◆ Data excerpts
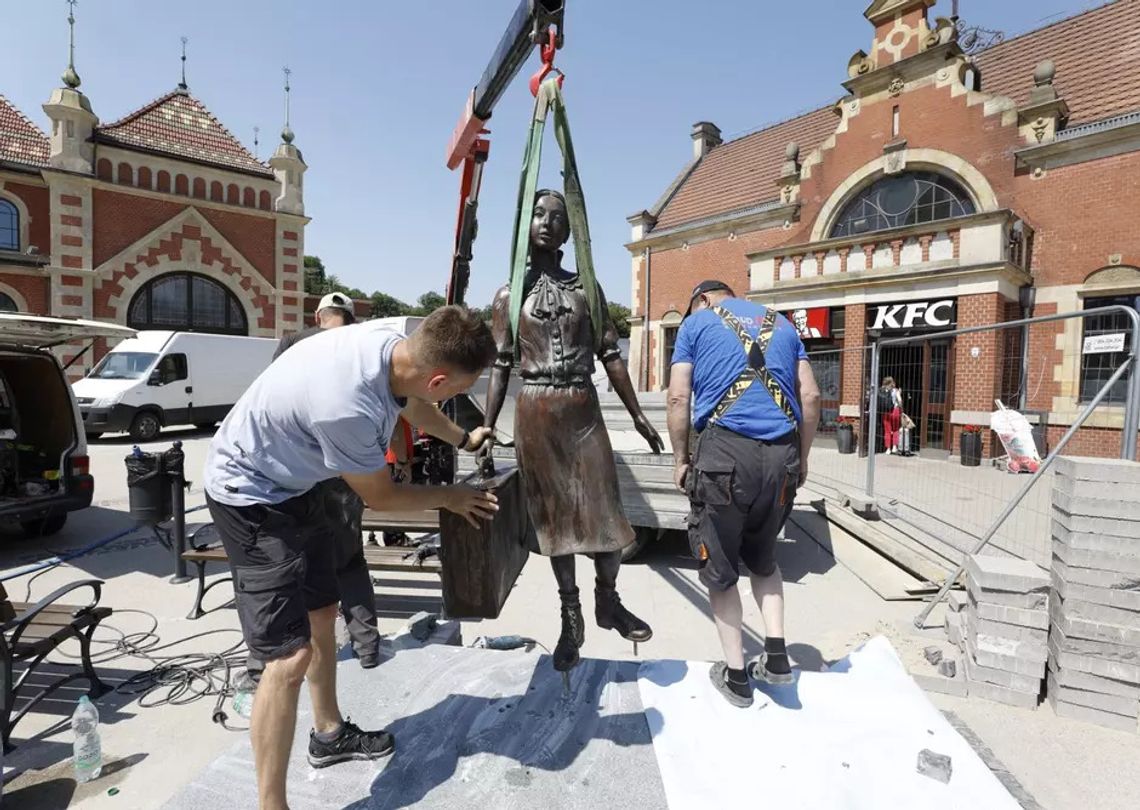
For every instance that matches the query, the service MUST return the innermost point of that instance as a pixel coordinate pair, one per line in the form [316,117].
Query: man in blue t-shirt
[742,373]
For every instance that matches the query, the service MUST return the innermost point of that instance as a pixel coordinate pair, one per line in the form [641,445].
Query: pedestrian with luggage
[740,369]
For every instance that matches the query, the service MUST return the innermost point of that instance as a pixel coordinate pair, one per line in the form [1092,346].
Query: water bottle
[243,696]
[88,750]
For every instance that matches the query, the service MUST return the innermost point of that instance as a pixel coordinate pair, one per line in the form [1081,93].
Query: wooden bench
[206,548]
[30,632]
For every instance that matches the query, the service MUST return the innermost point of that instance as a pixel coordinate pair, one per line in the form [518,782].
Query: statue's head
[550,226]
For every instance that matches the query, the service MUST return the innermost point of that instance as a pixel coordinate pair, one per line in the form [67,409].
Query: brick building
[160,220]
[943,189]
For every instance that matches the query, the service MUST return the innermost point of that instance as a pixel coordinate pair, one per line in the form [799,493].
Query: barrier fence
[1072,375]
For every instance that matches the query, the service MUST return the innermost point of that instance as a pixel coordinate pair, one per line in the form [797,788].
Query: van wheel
[43,526]
[145,427]
[643,538]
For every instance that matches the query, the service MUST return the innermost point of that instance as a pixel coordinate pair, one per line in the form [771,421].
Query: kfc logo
[918,315]
[811,322]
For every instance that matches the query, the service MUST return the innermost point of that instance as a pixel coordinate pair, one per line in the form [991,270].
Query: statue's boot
[612,615]
[573,631]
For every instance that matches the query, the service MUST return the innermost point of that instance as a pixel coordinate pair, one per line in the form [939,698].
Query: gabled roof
[743,172]
[21,140]
[1096,54]
[180,125]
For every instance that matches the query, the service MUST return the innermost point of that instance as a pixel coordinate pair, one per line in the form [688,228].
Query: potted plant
[970,446]
[845,434]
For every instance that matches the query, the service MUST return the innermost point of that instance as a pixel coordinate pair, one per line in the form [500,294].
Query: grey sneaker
[718,675]
[351,744]
[758,670]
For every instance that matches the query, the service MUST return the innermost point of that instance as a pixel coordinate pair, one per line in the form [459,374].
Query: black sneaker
[718,675]
[758,670]
[351,744]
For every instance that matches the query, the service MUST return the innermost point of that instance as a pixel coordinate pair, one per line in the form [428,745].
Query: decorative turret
[72,120]
[288,165]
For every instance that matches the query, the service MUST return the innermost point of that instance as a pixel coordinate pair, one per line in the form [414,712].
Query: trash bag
[1016,435]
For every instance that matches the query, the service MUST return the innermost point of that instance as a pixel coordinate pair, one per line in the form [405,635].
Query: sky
[380,84]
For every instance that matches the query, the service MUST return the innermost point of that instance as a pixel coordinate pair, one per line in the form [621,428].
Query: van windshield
[123,366]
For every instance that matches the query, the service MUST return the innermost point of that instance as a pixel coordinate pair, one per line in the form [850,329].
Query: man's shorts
[282,566]
[741,491]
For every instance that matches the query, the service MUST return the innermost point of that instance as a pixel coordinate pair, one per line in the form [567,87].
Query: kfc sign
[811,322]
[915,315]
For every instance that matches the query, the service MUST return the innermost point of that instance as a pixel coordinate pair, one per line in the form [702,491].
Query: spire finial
[71,78]
[286,133]
[182,86]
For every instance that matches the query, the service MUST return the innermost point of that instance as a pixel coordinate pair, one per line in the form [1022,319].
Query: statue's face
[550,227]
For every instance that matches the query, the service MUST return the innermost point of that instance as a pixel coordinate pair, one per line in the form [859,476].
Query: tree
[384,305]
[315,281]
[620,316]
[430,302]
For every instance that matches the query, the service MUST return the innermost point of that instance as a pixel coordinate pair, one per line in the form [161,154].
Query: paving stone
[1002,678]
[986,656]
[1109,597]
[1036,600]
[1110,469]
[1089,656]
[1074,627]
[1093,716]
[1115,704]
[1096,578]
[1011,615]
[1093,612]
[1093,541]
[991,573]
[1097,525]
[1080,488]
[1028,652]
[935,766]
[1076,679]
[954,686]
[1014,632]
[1102,561]
[1000,694]
[1116,508]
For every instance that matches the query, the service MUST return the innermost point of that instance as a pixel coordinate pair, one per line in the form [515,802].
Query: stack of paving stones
[1094,640]
[1001,624]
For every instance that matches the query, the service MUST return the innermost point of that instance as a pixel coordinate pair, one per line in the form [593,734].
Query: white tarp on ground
[847,738]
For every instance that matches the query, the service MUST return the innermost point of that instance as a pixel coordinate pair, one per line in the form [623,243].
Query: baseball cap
[339,301]
[707,286]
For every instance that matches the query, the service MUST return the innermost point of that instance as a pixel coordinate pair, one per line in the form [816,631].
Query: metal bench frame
[84,620]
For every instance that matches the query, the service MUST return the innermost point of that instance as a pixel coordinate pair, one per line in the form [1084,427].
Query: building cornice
[884,236]
[744,220]
[1084,142]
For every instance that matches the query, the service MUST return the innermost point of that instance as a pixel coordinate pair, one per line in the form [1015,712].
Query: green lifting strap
[550,97]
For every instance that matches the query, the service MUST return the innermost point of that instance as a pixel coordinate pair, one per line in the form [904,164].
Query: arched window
[187,302]
[9,227]
[902,199]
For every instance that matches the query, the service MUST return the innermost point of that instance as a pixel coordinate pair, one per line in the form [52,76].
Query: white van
[161,378]
[45,472]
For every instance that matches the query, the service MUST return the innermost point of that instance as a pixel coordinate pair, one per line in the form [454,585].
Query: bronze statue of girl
[561,443]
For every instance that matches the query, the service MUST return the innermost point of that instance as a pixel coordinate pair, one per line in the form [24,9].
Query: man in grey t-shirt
[324,409]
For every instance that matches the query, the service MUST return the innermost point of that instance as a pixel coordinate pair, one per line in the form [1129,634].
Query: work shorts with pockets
[283,569]
[741,492]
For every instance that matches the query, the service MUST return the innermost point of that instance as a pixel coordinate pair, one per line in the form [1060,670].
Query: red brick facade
[1053,210]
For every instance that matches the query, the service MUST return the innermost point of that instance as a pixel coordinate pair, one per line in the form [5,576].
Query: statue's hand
[649,433]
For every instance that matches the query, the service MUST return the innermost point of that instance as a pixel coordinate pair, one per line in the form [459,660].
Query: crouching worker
[756,408]
[326,408]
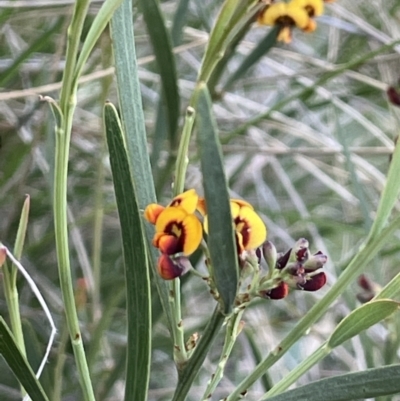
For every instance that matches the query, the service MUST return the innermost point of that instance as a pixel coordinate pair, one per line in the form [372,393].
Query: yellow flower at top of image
[314,8]
[297,13]
[177,231]
[250,230]
[285,16]
[187,201]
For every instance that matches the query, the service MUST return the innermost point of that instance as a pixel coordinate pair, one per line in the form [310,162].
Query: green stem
[182,159]
[178,334]
[58,369]
[195,362]
[233,329]
[299,371]
[366,253]
[10,282]
[63,137]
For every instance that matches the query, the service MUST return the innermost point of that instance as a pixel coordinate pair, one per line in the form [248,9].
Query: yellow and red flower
[177,231]
[250,230]
[297,13]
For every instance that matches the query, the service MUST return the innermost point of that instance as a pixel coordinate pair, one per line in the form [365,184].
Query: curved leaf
[162,47]
[361,319]
[221,241]
[353,386]
[138,295]
[19,365]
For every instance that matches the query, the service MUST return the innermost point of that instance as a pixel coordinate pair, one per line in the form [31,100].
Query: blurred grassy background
[313,167]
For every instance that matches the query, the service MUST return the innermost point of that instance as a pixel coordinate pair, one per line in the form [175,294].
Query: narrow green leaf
[259,51]
[19,365]
[179,21]
[134,131]
[217,36]
[196,361]
[161,42]
[390,193]
[349,387]
[361,319]
[221,240]
[136,265]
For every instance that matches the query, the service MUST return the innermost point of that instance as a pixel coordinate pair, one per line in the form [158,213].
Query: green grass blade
[353,386]
[130,99]
[162,47]
[19,365]
[217,37]
[42,41]
[221,240]
[179,22]
[136,264]
[262,48]
[366,253]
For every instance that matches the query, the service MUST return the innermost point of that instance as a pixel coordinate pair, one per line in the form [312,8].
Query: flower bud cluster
[296,269]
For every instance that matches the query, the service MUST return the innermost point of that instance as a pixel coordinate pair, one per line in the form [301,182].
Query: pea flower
[178,233]
[250,230]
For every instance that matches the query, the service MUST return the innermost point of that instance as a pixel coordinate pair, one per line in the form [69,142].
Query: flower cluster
[179,231]
[296,13]
[297,269]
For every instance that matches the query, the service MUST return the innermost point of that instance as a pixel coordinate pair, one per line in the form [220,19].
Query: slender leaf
[96,29]
[221,241]
[126,69]
[162,47]
[19,365]
[361,319]
[353,386]
[195,362]
[179,21]
[42,41]
[136,264]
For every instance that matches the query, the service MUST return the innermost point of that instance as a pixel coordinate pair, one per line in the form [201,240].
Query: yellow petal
[272,14]
[186,200]
[297,14]
[168,217]
[314,8]
[201,206]
[235,209]
[285,35]
[241,203]
[251,227]
[152,212]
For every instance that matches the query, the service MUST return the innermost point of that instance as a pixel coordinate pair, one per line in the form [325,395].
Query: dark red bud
[302,255]
[282,260]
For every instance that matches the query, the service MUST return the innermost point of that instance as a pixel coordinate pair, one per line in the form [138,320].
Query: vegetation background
[307,133]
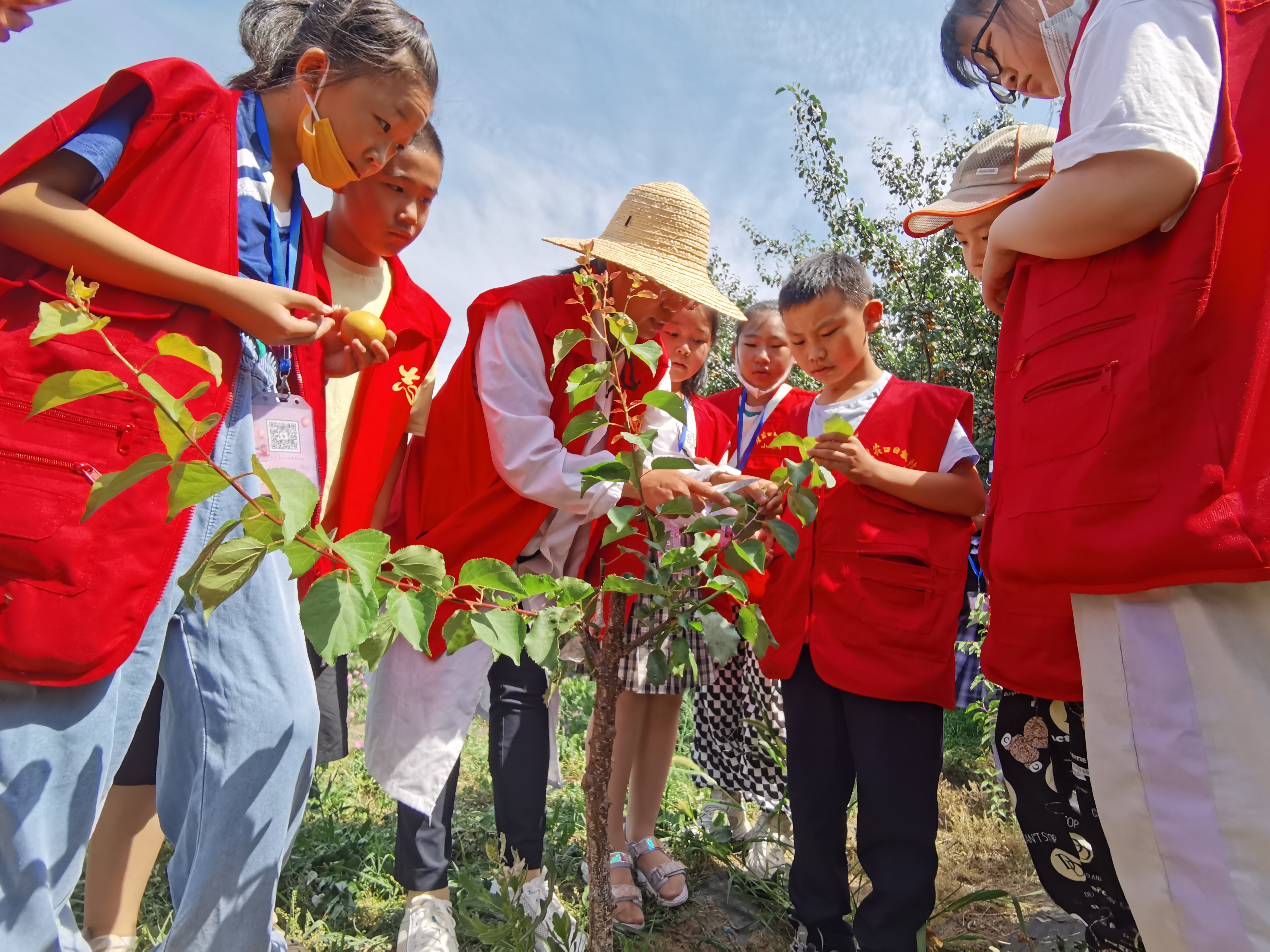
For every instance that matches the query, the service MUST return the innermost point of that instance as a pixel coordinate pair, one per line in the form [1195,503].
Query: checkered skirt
[728,748]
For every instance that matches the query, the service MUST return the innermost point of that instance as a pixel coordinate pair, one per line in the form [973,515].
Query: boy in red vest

◆ Exercise objective
Could you turn the rows into a numbered list, beginning at the line that contains "the form [69,142]." and running through the last row, with blank lines and pictures left out?

◆ Expected answer
1. For every instance that matches the query, the service MUST return the innermost point of that instance as a pixel coordinate pair, one per line in the form [69,142].
2. Query: flower cluster
3. [179,231]
4. [296,13]
5. [297,269]
6. For every instance that matches the query, the service MUST return the innermost point of that instance as a pixel coordinate pair, one per line in the form [220,19].
7. Query: slender leaf
8. [96,29]
9. [221,241]
10. [126,69]
11. [162,47]
12. [19,365]
13. [361,319]
14. [353,386]
15. [195,362]
16. [179,21]
17. [42,41]
18. [136,264]
19. For every instance that matches the query, the service MUST return the innermost point of that instance as a pixel coordinate pair, one per line in the form [201,240].
20. Query: yellow petal
21. [272,14]
22. [186,200]
23. [297,14]
24. [168,217]
25. [314,8]
26. [201,206]
27. [235,209]
28. [285,35]
29. [241,203]
30. [251,227]
31. [152,212]
32. For every instance that matches the query, the service MUST return the innermost point of that instance as a pixel coordinate pair, one per line in the form [325,395].
33. Query: dark red bud
34. [302,255]
35. [282,260]
36. For every instance that matches the query, the service MUST return the innermost point of that instance as a pixel coordinate pair, one per line in the form [138,320].
37. Query: vegetation background
38. [307,133]
39. For every instance that matches the query, the service MUST return the innermost point of that instance as a pixel coordinate pair, one per line in the form [1195,503].
40. Query: checkered skirt
41. [728,748]
42. For every instance that matches the query, the service MUST return the innermost point of that instance as a pixel coordinate pair, one per line in the form [973,515].
43. Query: boy in red vest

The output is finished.